_Set exercise A_
Answer these from the text below on persistent computing systems, one answer per line, marked to match:
(i) Which section presents the evaluation of the proposed design?
(ii) How is a reactive system defined?
(iii) What does dynamically adaptive functioning allow a system to do?
_Set exercise B_
Extend the text below on persistent computing systems, picking up right after its last sentence.

_Selection_
***

The rest of the paper is organized as follows. Section 2 represents an overview of persistent computing system, SSB-based system and earlier works on it. Section 3 shows the analysis of the primitive requirements of SSB-based CPCS that satisfies the main feature of PCSs. Section 4 shows a design for the primitive SSB-based CPCS. Section 5 shows the evaluation of our proposed design and concluding remarks are given in Section 6.

2 PERSISTENT COMPUTING SYSTEM AND SSB-BASED

SYSTEM

2.1 Persistent Computing System

A reactive system is a computing system that maintains an ongoing interaction with its environment. A persistent computing system (PCS) is a new generation of reactive system that has two key characteristics or fundamental features:

(1) persistently continuous functioning, i.e., the systems can function continuously and persistently without stopping its reactions, and

(2) dynamically adaptive functioning, i.e., the systems can be dynamically maintained, upgraded, or reconfigured during its continuous functioning and reacting.

***

_Records shown_
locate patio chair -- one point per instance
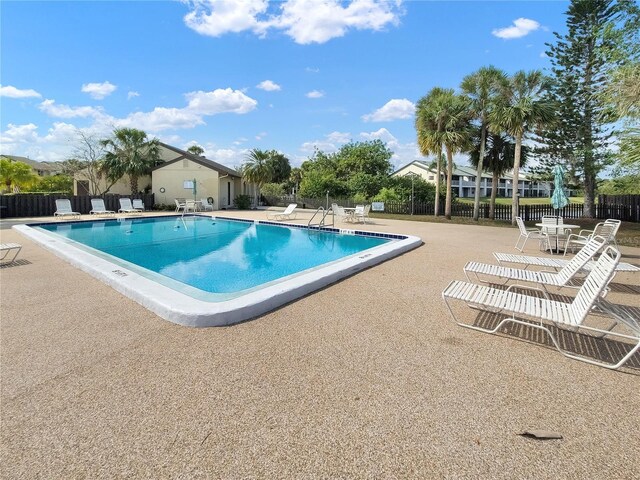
(288, 214)
(563, 278)
(536, 312)
(138, 204)
(180, 204)
(98, 208)
(206, 206)
(6, 249)
(362, 213)
(190, 206)
(528, 233)
(606, 230)
(127, 207)
(340, 213)
(63, 209)
(557, 263)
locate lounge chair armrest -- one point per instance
(545, 294)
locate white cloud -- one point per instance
(215, 18)
(314, 94)
(305, 21)
(13, 92)
(339, 137)
(200, 104)
(395, 109)
(99, 90)
(403, 153)
(18, 134)
(317, 21)
(220, 101)
(65, 111)
(331, 143)
(520, 28)
(161, 118)
(269, 86)
(24, 140)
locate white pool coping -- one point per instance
(183, 309)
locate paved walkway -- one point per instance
(368, 378)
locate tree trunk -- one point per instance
(494, 194)
(447, 206)
(516, 179)
(589, 196)
(436, 210)
(133, 183)
(476, 202)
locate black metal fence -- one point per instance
(42, 204)
(623, 205)
(604, 209)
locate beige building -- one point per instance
(174, 178)
(463, 181)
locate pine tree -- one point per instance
(599, 39)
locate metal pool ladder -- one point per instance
(324, 213)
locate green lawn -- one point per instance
(523, 200)
(628, 235)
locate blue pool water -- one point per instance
(214, 255)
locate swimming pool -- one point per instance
(206, 271)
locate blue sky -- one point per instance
(236, 75)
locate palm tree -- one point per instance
(456, 134)
(498, 160)
(15, 173)
(483, 89)
(129, 152)
(519, 110)
(429, 128)
(256, 169)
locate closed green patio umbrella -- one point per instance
(558, 199)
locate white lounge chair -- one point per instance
(341, 214)
(528, 233)
(603, 229)
(98, 207)
(190, 206)
(206, 206)
(563, 278)
(6, 249)
(361, 213)
(138, 204)
(127, 207)
(518, 308)
(63, 209)
(180, 204)
(288, 214)
(552, 262)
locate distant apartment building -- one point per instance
(464, 181)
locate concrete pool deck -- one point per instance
(367, 378)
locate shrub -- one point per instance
(242, 202)
(272, 190)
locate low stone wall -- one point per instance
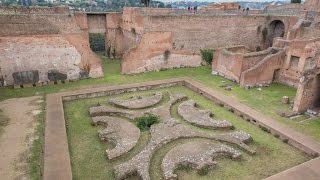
(33, 10)
(36, 59)
(263, 72)
(231, 62)
(155, 52)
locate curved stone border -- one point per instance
(108, 111)
(167, 131)
(195, 154)
(138, 102)
(122, 133)
(56, 153)
(202, 118)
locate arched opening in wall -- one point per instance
(97, 42)
(316, 95)
(275, 29)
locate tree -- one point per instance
(146, 2)
(296, 1)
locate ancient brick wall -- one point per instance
(228, 62)
(193, 32)
(263, 72)
(231, 62)
(46, 47)
(96, 23)
(189, 34)
(114, 34)
(154, 52)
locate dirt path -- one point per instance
(18, 135)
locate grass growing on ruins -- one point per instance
(144, 123)
(35, 162)
(267, 101)
(90, 162)
(4, 120)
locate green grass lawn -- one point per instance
(267, 101)
(4, 120)
(88, 151)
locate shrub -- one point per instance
(145, 122)
(207, 55)
(264, 34)
(166, 54)
(3, 119)
(97, 42)
(133, 30)
(204, 171)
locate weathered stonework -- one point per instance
(203, 118)
(166, 131)
(138, 102)
(198, 155)
(120, 132)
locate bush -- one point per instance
(3, 119)
(166, 55)
(207, 55)
(97, 42)
(145, 122)
(204, 171)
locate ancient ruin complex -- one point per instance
(278, 44)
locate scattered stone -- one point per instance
(138, 102)
(120, 132)
(195, 154)
(228, 88)
(312, 112)
(202, 118)
(108, 111)
(215, 73)
(168, 130)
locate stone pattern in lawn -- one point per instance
(168, 130)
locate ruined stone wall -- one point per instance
(263, 72)
(155, 52)
(114, 35)
(96, 23)
(193, 32)
(189, 33)
(228, 63)
(40, 48)
(231, 62)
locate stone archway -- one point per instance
(275, 29)
(308, 93)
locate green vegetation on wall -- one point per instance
(207, 55)
(97, 42)
(145, 122)
(296, 1)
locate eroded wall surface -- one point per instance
(145, 34)
(45, 47)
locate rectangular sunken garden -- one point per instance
(169, 133)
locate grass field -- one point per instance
(267, 101)
(88, 152)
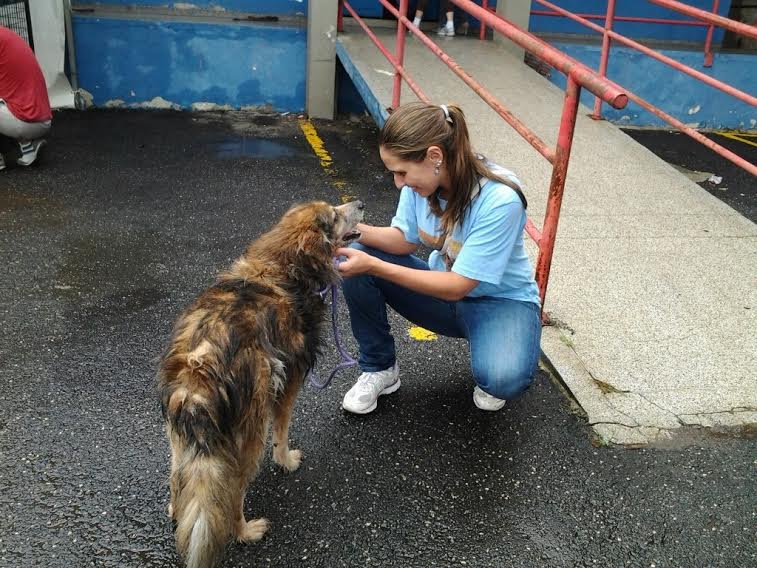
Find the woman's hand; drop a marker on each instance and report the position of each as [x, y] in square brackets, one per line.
[356, 263]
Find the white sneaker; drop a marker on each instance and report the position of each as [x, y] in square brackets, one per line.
[29, 152]
[485, 401]
[447, 30]
[362, 397]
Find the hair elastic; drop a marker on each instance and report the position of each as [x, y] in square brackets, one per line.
[446, 113]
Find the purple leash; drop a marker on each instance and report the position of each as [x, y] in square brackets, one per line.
[347, 360]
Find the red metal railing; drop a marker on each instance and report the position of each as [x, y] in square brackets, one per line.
[708, 55]
[709, 19]
[578, 75]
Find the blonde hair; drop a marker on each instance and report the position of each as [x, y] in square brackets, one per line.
[414, 127]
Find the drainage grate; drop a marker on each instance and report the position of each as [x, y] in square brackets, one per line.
[14, 14]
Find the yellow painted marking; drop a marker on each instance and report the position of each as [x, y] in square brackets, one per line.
[327, 162]
[739, 138]
[420, 334]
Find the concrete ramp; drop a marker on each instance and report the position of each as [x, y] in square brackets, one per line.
[654, 282]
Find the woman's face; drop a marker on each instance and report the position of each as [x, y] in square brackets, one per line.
[419, 176]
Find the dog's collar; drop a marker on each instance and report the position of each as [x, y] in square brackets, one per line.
[347, 360]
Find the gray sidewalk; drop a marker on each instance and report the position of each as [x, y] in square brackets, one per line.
[653, 280]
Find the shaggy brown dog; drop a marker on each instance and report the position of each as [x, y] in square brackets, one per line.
[237, 359]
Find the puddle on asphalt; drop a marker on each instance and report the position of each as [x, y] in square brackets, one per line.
[253, 148]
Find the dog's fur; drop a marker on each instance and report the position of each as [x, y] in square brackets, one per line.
[236, 361]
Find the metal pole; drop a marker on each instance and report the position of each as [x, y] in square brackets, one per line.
[29, 24]
[487, 97]
[386, 53]
[557, 184]
[588, 78]
[734, 92]
[725, 152]
[482, 25]
[708, 41]
[624, 18]
[70, 46]
[400, 54]
[606, 41]
[733, 25]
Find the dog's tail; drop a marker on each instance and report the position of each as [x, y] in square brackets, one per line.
[204, 484]
[201, 508]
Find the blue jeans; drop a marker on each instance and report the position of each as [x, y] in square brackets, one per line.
[503, 334]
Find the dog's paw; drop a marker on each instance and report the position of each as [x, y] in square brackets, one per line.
[290, 461]
[253, 530]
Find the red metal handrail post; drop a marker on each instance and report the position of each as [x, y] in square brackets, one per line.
[740, 28]
[708, 41]
[399, 54]
[481, 24]
[606, 43]
[557, 184]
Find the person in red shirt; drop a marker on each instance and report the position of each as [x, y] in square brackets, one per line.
[25, 113]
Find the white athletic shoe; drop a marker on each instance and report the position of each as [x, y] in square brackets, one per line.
[485, 401]
[362, 397]
[29, 152]
[447, 30]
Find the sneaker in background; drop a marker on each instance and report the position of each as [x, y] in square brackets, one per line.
[485, 401]
[447, 30]
[29, 152]
[362, 397]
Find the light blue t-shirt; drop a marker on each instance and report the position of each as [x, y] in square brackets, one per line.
[487, 246]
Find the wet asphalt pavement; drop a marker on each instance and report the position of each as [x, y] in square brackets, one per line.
[127, 218]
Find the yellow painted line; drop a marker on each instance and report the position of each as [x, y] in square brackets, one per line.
[738, 138]
[327, 162]
[420, 334]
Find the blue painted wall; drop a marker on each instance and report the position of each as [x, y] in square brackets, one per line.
[185, 63]
[281, 7]
[687, 99]
[555, 24]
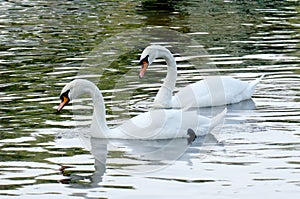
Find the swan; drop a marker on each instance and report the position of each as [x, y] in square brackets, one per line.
[155, 124]
[213, 91]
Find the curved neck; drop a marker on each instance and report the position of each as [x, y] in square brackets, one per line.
[99, 124]
[165, 93]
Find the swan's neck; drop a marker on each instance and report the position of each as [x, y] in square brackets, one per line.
[165, 93]
[99, 126]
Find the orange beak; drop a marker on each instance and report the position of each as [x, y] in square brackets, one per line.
[64, 102]
[143, 69]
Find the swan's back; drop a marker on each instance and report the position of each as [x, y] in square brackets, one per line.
[214, 91]
[162, 124]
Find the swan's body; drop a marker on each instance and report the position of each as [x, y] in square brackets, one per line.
[212, 91]
[156, 124]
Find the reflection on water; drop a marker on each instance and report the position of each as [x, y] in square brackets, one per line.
[152, 155]
[45, 44]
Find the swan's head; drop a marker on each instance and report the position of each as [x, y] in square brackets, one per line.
[71, 91]
[149, 54]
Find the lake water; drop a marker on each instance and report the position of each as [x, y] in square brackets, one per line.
[45, 44]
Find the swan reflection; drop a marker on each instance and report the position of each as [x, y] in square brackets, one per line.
[155, 153]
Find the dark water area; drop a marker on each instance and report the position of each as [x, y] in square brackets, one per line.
[46, 44]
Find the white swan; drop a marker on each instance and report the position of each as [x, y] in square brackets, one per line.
[156, 124]
[212, 91]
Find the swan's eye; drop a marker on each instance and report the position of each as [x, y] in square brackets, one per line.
[144, 61]
[64, 97]
[65, 94]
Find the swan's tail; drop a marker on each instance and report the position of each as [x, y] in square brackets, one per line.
[255, 82]
[218, 119]
[252, 86]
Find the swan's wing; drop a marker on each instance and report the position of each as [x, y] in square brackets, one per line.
[164, 124]
[213, 91]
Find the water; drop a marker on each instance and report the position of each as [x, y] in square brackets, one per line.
[45, 44]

***

_Task output A_
(i) Section 5.
(ii) A reactive system is a computing system that maintains an ongoing interaction with its environment.
(iii) It allows the system to be dynamically maintained, upgraded, or reconfigured during its continuous functioning and reacting.

_Task output B_
Here "function" means "provide correct computing service to end-users" and "reaction" means "react to the outside environment". If a computing system cannot react at all then it will be called a dead state. The dead state is undesirable in a PCS. Therefore, PCSs can be defined as a reactive system which will never be in a dead state such that it can evolve into a new functional state in autonomous or controlled way, or can be recovered into a functional state by some way.

2.2 SSB-based System

Figure 1 shows the architecture of SSB-based systems. The most important requirement of SSB is that an SSB must provide the facility of data/instruction preservation and redelivery. Data/instruction preservation means, when a component in a system cannot work well temporarily all data/instructions sent to that component should be preserved in some DISs until that component resumes to get designated data/instructions. Therefore, other components in the system should work continuously without interruption. Data/instruction redelivery means, after preserving data/instruction for a component that is temporarily unavailable, the DISs should redeliver those preserved data to that component when that component gets connected with the SSB-based system.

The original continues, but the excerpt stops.